### [EXERCISE OBJECTIVE]
Find each line in the records below that contains the word "give". Copy every such line in full.

******

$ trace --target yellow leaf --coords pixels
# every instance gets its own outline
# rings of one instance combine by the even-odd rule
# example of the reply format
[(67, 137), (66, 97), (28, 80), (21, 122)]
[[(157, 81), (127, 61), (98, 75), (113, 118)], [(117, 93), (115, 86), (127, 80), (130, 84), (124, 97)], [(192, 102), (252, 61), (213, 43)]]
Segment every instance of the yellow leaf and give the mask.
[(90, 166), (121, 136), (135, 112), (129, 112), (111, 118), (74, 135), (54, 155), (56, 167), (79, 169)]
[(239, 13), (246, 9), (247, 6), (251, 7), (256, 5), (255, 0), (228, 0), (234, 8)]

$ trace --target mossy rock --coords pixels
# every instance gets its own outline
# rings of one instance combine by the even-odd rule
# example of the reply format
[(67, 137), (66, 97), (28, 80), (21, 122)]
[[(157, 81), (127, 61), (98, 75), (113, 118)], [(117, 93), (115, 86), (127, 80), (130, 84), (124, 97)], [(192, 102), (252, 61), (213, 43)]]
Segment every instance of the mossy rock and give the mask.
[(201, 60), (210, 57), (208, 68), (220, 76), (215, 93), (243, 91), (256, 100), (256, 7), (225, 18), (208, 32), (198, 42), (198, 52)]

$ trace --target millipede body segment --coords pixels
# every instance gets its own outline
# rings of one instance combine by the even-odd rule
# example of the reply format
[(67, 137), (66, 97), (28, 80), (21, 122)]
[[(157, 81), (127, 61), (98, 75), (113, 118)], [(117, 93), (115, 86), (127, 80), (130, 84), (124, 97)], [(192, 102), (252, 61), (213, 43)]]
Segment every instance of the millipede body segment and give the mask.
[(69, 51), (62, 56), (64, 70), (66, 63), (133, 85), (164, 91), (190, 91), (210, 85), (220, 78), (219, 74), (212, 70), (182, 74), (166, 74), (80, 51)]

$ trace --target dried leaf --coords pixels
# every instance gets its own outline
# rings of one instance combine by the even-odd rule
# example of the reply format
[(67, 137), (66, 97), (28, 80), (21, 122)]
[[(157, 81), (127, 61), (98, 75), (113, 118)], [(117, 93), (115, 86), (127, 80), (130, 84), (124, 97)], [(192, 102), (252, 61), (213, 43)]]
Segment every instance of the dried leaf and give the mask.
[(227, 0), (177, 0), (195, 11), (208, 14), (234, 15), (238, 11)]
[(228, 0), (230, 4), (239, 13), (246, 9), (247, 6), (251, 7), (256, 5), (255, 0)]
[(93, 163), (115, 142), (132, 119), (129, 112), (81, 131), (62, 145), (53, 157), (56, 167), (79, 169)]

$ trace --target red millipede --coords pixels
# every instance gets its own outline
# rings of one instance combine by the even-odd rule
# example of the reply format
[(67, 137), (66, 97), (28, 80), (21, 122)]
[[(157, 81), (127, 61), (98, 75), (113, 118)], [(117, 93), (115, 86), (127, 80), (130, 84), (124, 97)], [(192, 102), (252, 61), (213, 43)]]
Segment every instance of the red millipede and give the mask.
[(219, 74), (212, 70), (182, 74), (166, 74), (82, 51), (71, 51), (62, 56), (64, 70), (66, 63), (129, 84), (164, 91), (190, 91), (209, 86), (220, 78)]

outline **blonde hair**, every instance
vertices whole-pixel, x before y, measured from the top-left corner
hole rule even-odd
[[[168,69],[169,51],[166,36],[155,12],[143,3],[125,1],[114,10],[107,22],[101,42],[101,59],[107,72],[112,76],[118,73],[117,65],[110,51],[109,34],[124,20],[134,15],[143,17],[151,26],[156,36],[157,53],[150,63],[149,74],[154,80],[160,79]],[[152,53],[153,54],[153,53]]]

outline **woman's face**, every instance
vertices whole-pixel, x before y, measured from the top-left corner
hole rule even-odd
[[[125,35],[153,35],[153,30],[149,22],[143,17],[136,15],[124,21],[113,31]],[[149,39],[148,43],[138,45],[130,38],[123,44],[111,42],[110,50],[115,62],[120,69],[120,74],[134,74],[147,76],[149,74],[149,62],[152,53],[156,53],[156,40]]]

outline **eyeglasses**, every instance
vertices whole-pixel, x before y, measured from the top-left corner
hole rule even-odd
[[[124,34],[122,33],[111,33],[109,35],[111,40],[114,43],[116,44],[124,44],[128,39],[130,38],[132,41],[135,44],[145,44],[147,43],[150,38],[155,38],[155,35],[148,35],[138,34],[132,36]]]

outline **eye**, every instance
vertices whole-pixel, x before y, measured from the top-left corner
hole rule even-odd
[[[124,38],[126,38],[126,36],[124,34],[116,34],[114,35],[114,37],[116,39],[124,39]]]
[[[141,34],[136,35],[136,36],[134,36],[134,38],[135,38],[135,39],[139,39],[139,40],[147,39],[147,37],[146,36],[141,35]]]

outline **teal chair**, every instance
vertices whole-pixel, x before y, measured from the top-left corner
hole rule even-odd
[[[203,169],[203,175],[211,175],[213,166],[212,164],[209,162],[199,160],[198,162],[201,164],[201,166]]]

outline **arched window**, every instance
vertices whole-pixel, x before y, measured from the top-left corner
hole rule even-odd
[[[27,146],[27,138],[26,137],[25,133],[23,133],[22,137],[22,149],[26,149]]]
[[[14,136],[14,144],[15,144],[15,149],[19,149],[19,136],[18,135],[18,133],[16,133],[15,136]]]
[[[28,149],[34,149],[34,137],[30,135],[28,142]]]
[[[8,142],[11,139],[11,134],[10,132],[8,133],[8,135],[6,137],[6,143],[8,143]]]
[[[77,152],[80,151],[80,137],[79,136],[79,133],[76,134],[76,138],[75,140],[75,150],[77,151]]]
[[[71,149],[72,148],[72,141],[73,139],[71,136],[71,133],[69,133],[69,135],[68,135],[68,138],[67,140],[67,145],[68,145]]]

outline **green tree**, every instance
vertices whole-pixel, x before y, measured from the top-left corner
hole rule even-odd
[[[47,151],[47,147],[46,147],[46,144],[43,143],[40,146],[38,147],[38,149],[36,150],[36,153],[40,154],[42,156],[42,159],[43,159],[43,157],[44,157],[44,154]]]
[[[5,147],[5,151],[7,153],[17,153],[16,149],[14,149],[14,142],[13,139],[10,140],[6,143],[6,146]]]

******

### [ANSWER TO THIS EXERCISE]
Segment every instance of the yellow leaf and give the mask.
Segment every instance of the mossy rock and give the mask.
Segment every instance of the millipede body segment and give the mask.
Segment every instance of the dried leaf and give the mask.
Segment every instance of the red millipede and give the mask.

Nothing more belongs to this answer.